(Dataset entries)
▬▬▬▬▬▬
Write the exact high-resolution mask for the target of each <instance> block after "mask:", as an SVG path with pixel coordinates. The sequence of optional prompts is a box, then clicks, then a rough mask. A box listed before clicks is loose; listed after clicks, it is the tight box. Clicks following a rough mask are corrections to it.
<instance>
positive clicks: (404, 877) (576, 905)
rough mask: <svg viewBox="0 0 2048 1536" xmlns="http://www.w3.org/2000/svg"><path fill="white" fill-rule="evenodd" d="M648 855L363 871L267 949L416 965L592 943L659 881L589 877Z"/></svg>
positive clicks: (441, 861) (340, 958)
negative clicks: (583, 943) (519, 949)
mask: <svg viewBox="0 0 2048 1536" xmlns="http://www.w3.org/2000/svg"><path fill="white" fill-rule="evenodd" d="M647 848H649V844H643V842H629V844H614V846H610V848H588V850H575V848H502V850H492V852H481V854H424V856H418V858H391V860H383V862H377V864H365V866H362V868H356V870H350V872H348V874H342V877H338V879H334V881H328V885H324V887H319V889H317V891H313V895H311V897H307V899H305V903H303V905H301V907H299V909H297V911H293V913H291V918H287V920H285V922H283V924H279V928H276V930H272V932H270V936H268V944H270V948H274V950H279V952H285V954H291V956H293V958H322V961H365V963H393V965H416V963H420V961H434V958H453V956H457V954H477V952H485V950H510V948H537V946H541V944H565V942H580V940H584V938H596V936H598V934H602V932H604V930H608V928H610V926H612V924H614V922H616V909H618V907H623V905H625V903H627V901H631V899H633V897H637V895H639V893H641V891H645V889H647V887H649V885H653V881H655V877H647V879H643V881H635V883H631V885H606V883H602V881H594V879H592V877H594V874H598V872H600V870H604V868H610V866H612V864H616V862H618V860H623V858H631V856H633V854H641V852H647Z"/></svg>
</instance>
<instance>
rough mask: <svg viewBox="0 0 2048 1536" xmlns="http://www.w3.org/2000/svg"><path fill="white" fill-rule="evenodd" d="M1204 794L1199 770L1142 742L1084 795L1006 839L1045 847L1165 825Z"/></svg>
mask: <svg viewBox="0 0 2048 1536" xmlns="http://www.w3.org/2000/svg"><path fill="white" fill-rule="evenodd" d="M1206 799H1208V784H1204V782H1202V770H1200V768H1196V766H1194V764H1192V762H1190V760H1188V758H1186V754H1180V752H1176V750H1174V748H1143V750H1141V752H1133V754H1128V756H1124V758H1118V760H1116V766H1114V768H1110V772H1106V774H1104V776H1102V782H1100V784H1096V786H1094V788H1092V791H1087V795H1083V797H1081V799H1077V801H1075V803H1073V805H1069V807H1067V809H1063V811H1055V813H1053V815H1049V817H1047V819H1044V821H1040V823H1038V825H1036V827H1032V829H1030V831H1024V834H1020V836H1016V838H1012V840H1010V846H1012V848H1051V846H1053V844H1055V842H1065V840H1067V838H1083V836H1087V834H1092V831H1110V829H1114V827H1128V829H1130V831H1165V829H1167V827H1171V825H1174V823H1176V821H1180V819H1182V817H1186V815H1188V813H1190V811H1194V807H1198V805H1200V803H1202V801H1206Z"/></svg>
▬▬▬▬▬▬
● Activity
Give the records again, exactly as they appear.

● Solved problem
Write the exact high-resolution mask for the target of each <instance> block after "mask:", as an SVG path with pixel coordinates. The sequence of optional prompts is a box, then clicks, then a rough mask. A box listed before clicks is loose; listed after clicks, it is the tight box. Clicks following a rough mask are corrections to it.
<instance>
positive clicks: (404, 877) (576, 905)
rough mask: <svg viewBox="0 0 2048 1536" xmlns="http://www.w3.org/2000/svg"><path fill="white" fill-rule="evenodd" d="M648 855L363 871L267 949L416 965L592 943L659 881L589 877Z"/></svg>
positive clicks: (441, 861) (340, 958)
negative clicks: (583, 943) (519, 949)
mask: <svg viewBox="0 0 2048 1536" xmlns="http://www.w3.org/2000/svg"><path fill="white" fill-rule="evenodd" d="M647 848H649V844H643V842H629V844H614V846H610V848H588V850H575V848H502V850H492V852H481V854H424V856H418V858H391V860H383V862H377V864H365V866H362V868H356V870H350V872H348V874H342V877H338V879H334V881H328V885H324V887H319V889H317V891H313V895H311V897H307V899H305V903H303V905H301V907H299V909H297V911H293V913H291V918H287V920H285V922H283V924H279V928H276V930H272V932H270V936H268V944H270V948H274V950H279V952H285V954H291V956H293V958H322V961H365V963H393V965H416V963H420V961H434V958H453V956H457V954H477V952H485V950H510V948H537V946H541V944H565V942H580V940H584V938H596V936H598V934H602V932H604V930H608V928H610V926H612V924H614V922H616V909H618V907H623V905H625V903H627V901H631V899H633V897H637V895H639V893H641V891H645V889H647V887H649V885H653V881H655V877H647V879H643V881H635V883H631V885H606V883H602V881H594V879H592V877H594V874H598V872H600V870H604V868H610V866H612V864H616V862H618V860H623V858H631V856H633V854H641V852H647Z"/></svg>
</instance>
<instance>
rough mask: <svg viewBox="0 0 2048 1536" xmlns="http://www.w3.org/2000/svg"><path fill="white" fill-rule="evenodd" d="M1204 794L1199 770L1142 742L1084 795L1006 839L1045 847L1165 825Z"/></svg>
mask: <svg viewBox="0 0 2048 1536" xmlns="http://www.w3.org/2000/svg"><path fill="white" fill-rule="evenodd" d="M1206 799H1208V784H1204V782H1202V770H1200V768H1196V766H1194V764H1192V762H1190V760H1188V758H1186V754H1180V752H1176V750H1174V748H1143V750H1141V752H1133V754H1128V756H1124V758H1118V760H1116V766H1114V768H1110V772H1106V774H1104V776H1102V782H1100V784H1096V786H1094V788H1092V791H1087V795H1083V797H1081V799H1077V801H1075V803H1073V805H1069V807H1067V809H1063V811H1055V813H1053V815H1049V817H1047V819H1044V821H1040V823H1038V825H1036V827H1032V829H1030V831H1024V834H1020V836H1016V838H1012V840H1010V846H1012V848H1051V846H1053V844H1055V842H1065V840H1067V838H1083V836H1087V834H1092V831H1110V829H1114V827H1128V829H1130V831H1165V829H1167V827H1171V825H1174V823H1176V821H1180V819H1182V817H1186V815H1188V813H1190V811H1194V807H1198V805H1200V803H1202V801H1206Z"/></svg>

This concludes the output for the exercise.